---------- Materials provided

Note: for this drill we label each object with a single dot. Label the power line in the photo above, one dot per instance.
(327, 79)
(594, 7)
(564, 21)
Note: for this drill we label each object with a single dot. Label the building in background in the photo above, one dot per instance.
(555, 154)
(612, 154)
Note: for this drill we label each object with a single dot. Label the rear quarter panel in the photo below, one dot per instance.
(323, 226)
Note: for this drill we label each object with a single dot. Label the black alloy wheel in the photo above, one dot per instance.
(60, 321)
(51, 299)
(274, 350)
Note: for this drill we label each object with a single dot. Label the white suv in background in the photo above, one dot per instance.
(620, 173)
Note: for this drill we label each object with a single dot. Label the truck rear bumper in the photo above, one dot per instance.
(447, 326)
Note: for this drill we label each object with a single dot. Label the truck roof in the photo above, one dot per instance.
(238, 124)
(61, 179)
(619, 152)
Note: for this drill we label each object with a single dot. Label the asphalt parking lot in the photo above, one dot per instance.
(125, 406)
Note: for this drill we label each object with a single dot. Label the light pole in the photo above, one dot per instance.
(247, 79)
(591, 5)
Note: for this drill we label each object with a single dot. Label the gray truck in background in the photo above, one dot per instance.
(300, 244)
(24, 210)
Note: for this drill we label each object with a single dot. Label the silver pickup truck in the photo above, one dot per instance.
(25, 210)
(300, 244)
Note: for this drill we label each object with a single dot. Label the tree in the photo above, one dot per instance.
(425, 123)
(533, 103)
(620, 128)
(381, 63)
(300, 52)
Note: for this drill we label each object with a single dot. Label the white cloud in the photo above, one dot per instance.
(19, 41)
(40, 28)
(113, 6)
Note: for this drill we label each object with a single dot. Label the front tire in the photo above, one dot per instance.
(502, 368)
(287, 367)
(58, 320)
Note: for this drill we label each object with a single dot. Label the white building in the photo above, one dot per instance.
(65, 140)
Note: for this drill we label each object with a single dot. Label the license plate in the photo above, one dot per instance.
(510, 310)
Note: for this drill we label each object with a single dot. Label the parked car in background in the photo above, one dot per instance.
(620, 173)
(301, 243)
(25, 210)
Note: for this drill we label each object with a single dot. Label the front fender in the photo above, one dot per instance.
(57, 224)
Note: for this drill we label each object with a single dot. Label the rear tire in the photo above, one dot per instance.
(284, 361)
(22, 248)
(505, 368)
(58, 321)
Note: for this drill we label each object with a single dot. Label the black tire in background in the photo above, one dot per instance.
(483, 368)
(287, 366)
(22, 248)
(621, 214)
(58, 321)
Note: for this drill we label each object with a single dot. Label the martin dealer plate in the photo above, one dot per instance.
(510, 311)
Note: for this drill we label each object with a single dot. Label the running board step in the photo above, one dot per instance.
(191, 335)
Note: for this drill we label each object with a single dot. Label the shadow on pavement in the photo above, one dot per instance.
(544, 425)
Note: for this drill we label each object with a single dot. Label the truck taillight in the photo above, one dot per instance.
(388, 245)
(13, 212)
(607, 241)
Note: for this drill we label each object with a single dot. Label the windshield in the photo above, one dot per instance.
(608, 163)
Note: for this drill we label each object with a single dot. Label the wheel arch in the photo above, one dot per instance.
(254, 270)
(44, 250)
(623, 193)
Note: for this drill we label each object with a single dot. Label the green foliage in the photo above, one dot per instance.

--------------------

● Your instructions
From the first line through the last, repeat the entries exactly.

● Result of the task
Note: for this drill we label each object with a single dot. Label the power line in the photo above, one dot per instance.
(327, 79)
(594, 7)
(564, 21)
Note: for this drill we label each object with a single dot. Label the building in background in the photo above, one dot per instance.
(555, 154)
(612, 154)
Note: for this drill we label each object with a single dot. Label the rear quarter panel in the photo below, one dot per instance.
(323, 226)
Note: for this drill we label each object with a single dot. Label the black alloy wheel in the photo above, one dot per instance.
(60, 321)
(51, 299)
(274, 350)
Note: for this drill we label each object with a single dot. Label the white suv in background in the photo above, one dot per instance.
(620, 173)
Note: for this drill we label each object with a single dot. Label the truck rear bumper in the photo above, one dot per instance.
(447, 326)
Note: for this drill we label each object with a single dot. Label the truck roof in the photo above, one dot per instance.
(238, 124)
(61, 179)
(619, 152)
Note: for this drill we label each object with a single dot. Label the asphalt parking lot in the photo above, one dot per instance.
(125, 406)
Note: for this drill we label each object with a single dot. Label the light pole in the photo above, one dot per instance.
(247, 79)
(591, 5)
Note: for this drill we label each object with a single dot. Label the gray truck in background in the photo above, one dot per instance.
(300, 244)
(24, 210)
Note: for this drill we label each object with a single dot. Label the silver pickup truck in the photo above, one dot per instance.
(25, 210)
(300, 244)
Note: for this drill we label each object with a single dot. Label the tree in the photo above, one dot per instance.
(425, 123)
(533, 103)
(620, 128)
(381, 63)
(300, 52)
Note: for this drill we label each object with a single dot. Label the white cloud in the photo above, one dot per instance.
(19, 41)
(40, 28)
(113, 6)
Note: for this drill we label each object with a single dot. Label the front tire in the photo above, one dot per instance.
(502, 368)
(287, 367)
(58, 320)
Note: for this drill we label each object with a single dot. Label the white building in the photo above, one dot per instance.
(65, 140)
Note: for this drill we label each object with a single dot. Label the license plate in the photo above, one dot per instance.
(510, 310)
Note: for this drill we label each object with a single dot. Label the parked car in background in the photo above, one dot per instance.
(620, 173)
(301, 243)
(25, 210)
Note: for this drill we label each object with a single dot. Label the front fender in the photo above, one dot per instance.
(57, 224)
Note: for this drill we label each object with a single dot. Label the rear tire in the photo above, one dot per instance.
(284, 361)
(22, 248)
(505, 368)
(58, 321)
Note: for this drill we label each object with a single dot. Label the black tire in background in the photo above, one dot per instance.
(483, 368)
(287, 366)
(22, 248)
(621, 214)
(58, 321)
Note: for this drill we label each object with a single dot. Label the martin dealer plate in the photo above, one dot per instance.
(510, 311)
Note: for this drill we label each object with a single dot. Label the running board step in the photo above, one dot per instance.
(191, 335)
Note: for this drill we label each object with a single dot. Label the shadow on pavement in the photo above, one dot per instance.
(544, 425)
Note: for this drill we label each object with a single dot. Label the truck taillight in the photo above, one dot per instance.
(388, 245)
(13, 212)
(607, 241)
Note: for this drill we label each object with a single dot. Label the windshield in the photo above, one dot per instance.
(608, 163)
Note: for this drill we label each object with a single dot. Label the wheel arch in the photo above, one dot per instance.
(254, 270)
(44, 250)
(623, 193)
Note: for this drill we label each object with a single dot. Label the green foliage in the photo above, one dot per instance.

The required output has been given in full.